=== SOURCE DATA ===

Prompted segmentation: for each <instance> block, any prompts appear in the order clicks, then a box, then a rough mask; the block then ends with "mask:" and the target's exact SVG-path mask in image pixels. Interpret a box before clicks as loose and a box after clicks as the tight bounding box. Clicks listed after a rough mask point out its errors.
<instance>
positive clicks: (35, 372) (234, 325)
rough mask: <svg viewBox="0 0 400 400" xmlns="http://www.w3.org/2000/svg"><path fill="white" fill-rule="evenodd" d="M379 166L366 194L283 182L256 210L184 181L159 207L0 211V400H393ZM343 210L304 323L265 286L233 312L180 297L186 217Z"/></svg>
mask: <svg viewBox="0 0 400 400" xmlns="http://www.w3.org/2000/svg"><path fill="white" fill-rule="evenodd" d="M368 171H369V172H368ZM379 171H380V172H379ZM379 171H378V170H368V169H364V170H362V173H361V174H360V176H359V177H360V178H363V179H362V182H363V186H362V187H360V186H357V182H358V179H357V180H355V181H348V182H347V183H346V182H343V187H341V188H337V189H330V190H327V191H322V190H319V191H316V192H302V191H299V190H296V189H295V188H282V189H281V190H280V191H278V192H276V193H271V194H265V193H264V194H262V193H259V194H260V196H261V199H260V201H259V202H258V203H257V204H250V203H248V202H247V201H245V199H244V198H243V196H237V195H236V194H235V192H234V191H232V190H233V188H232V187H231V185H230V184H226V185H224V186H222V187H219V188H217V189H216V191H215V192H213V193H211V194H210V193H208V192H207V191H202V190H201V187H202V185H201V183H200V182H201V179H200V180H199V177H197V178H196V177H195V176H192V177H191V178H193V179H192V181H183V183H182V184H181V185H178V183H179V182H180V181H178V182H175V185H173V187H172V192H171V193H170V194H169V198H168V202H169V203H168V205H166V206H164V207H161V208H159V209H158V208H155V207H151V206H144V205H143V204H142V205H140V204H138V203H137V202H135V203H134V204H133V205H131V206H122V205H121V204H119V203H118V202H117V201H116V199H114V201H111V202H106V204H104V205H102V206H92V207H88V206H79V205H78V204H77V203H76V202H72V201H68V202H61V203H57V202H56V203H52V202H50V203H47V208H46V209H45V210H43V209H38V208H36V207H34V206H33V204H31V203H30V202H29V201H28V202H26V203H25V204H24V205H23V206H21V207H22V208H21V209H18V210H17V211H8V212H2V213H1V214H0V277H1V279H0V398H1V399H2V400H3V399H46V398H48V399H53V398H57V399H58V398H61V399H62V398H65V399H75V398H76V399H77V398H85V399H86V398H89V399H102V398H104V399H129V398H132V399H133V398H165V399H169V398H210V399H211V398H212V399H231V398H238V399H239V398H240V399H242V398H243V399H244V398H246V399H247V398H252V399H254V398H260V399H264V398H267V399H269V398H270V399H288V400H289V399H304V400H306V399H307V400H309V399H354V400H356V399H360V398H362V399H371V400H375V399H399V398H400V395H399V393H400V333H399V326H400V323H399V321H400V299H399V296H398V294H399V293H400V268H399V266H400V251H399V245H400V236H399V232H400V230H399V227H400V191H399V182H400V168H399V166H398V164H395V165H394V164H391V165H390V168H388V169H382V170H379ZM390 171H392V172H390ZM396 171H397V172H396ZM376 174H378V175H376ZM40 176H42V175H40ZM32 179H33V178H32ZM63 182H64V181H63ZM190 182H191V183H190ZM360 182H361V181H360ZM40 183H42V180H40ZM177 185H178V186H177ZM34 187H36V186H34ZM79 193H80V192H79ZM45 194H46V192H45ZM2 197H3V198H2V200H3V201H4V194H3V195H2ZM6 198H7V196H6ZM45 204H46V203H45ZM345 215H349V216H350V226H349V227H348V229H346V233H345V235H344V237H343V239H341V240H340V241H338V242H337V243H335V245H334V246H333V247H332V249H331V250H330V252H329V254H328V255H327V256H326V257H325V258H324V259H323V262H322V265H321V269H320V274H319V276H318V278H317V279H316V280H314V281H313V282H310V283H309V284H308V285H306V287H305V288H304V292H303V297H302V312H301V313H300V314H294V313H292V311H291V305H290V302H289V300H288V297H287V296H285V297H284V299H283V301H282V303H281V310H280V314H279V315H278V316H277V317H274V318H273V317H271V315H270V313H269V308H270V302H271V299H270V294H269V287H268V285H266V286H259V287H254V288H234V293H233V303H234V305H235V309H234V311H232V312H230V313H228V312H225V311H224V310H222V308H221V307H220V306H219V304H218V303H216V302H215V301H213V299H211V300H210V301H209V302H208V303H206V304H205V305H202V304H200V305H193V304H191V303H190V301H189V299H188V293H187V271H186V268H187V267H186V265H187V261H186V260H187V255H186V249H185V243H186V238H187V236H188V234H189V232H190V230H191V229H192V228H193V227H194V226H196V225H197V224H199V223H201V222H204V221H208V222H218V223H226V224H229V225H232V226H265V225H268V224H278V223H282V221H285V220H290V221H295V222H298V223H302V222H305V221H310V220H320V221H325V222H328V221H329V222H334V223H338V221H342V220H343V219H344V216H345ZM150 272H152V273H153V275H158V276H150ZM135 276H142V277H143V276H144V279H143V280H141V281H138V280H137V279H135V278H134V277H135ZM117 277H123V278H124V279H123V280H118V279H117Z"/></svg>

===

• _EXERCISE OBJECTIVE_
The records above must be retyped in full, exactly.

• _OUTPUT OF THE EXERCISE_
Prompted segmentation: for each <instance> block, any prompts appear in the order clicks, then a box, then a rough mask; the block then ends with "mask:" and the target's exact SVG-path mask in image pixels. Interpret a box before clicks as loose and a box after clicks as the tight bounding box. Clicks listed after a rough mask point out its errors.
<instance>
positive clicks: (35, 372) (234, 325)
rough mask: <svg viewBox="0 0 400 400" xmlns="http://www.w3.org/2000/svg"><path fill="white" fill-rule="evenodd" d="M379 166L366 194L283 182L256 210L184 181L159 207L0 211V400H393ZM343 210L304 323L265 286L233 312L180 297L186 217Z"/></svg>
mask: <svg viewBox="0 0 400 400" xmlns="http://www.w3.org/2000/svg"><path fill="white" fill-rule="evenodd" d="M368 171H369V172H368ZM379 171H380V172H379ZM379 171H378V170H368V169H364V170H362V173H361V174H360V176H359V177H360V178H363V179H362V182H363V186H362V187H360V186H357V182H358V179H357V180H355V181H348V182H347V183H346V182H343V187H341V188H337V189H330V190H327V191H322V190H319V191H316V192H302V191H299V190H296V189H295V188H282V189H281V190H280V191H278V192H276V193H271V194H265V193H264V194H262V193H259V194H260V196H261V199H260V201H259V202H258V203H257V204H250V203H248V202H247V201H245V199H244V198H243V196H237V195H236V194H235V192H234V191H232V190H233V188H232V187H231V185H230V184H226V185H224V186H222V187H219V188H217V189H216V191H215V192H213V193H211V194H210V193H208V192H207V191H202V190H201V187H202V185H201V183H200V182H201V179H200V180H199V177H197V178H196V177H195V176H192V177H191V178H193V179H192V181H183V183H182V184H181V185H178V183H179V182H180V181H178V182H175V185H173V187H172V192H171V193H170V194H169V198H168V202H169V203H168V205H166V206H164V207H161V208H159V209H158V208H155V207H151V206H144V205H143V204H142V205H140V204H138V203H137V202H135V203H134V204H133V205H131V206H122V205H121V204H119V203H118V202H117V201H116V199H114V201H111V202H106V204H104V205H102V206H92V207H88V206H79V205H78V204H77V203H76V202H72V201H68V202H61V203H57V202H56V203H52V202H50V203H47V208H46V209H45V210H43V209H38V208H36V207H34V206H33V204H31V203H30V202H29V201H28V202H26V203H25V204H24V205H23V206H21V207H22V208H21V209H18V210H17V211H8V212H2V213H1V214H0V277H1V279H0V398H1V399H2V400H3V399H46V398H48V399H53V398H57V399H58V398H61V399H62V398H65V399H75V398H76V399H77V398H85V399H86V398H89V399H102V398H104V399H129V398H132V399H133V398H165V399H169V398H210V399H211V398H212V399H231V398H238V399H239V398H240V399H242V398H243V399H244V398H246V399H247V398H252V399H254V398H260V399H264V398H267V399H269V398H270V399H288V400H289V399H304V400H306V399H307V400H309V399H354V400H356V399H360V398H362V399H371V400H375V399H399V398H400V395H399V393H400V333H399V326H400V323H399V321H400V299H399V296H398V294H399V293H400V268H399V266H400V251H399V245H400V236H399V232H400V230H399V227H400V191H399V182H400V168H399V166H398V164H395V165H394V164H391V165H390V168H388V169H382V170H379ZM390 171H392V172H390ZM396 171H397V172H396ZM376 174H378V175H376ZM40 176H42V175H40ZM32 179H33V178H32ZM63 182H64V181H63ZM190 182H191V183H190ZM360 182H361V181H360ZM40 183H42V180H40ZM177 185H178V186H177ZM34 187H36V186H34ZM79 193H80V192H79ZM45 194H46V192H45ZM2 197H3V198H2V200H3V201H4V194H3V195H2ZM6 198H7V196H6ZM45 204H46V203H45ZM345 215H349V216H350V226H349V227H348V229H346V233H345V235H344V237H343V239H341V240H340V241H338V242H337V243H335V245H334V246H333V247H332V249H331V250H330V252H329V254H328V255H327V256H326V257H325V258H324V259H323V262H322V265H321V269H320V274H319V276H318V278H317V279H316V280H314V281H313V282H310V283H309V284H308V285H306V287H305V288H304V292H303V297H302V312H301V313H300V314H294V313H292V311H291V305H290V302H289V300H288V297H287V296H285V297H284V299H283V301H282V303H281V310H280V314H279V315H278V316H277V317H274V318H273V317H271V315H270V313H269V308H270V302H271V299H270V294H269V287H268V285H266V286H259V287H254V288H234V293H233V303H234V305H235V309H234V311H232V312H230V313H228V312H225V311H224V310H222V308H221V307H220V306H219V304H218V303H216V302H215V301H213V299H211V300H210V301H209V302H208V303H206V304H205V305H202V304H200V305H193V304H191V303H190V301H189V299H188V293H187V271H186V268H187V267H186V265H187V261H186V260H187V255H186V249H185V243H186V238H187V236H188V234H189V232H190V230H191V229H192V228H193V227H194V226H196V225H197V224H199V223H201V222H204V221H208V222H218V223H226V224H229V225H232V226H265V225H268V224H278V223H282V221H285V220H290V221H295V222H298V223H302V222H305V221H310V220H320V221H325V222H328V221H329V222H334V223H338V221H342V220H343V219H344V216H345ZM150 272H152V273H153V275H158V276H150ZM135 276H142V277H143V276H144V279H143V280H141V281H138V280H137V279H135V278H134V277H135ZM117 277H123V278H124V279H123V280H118V279H117Z"/></svg>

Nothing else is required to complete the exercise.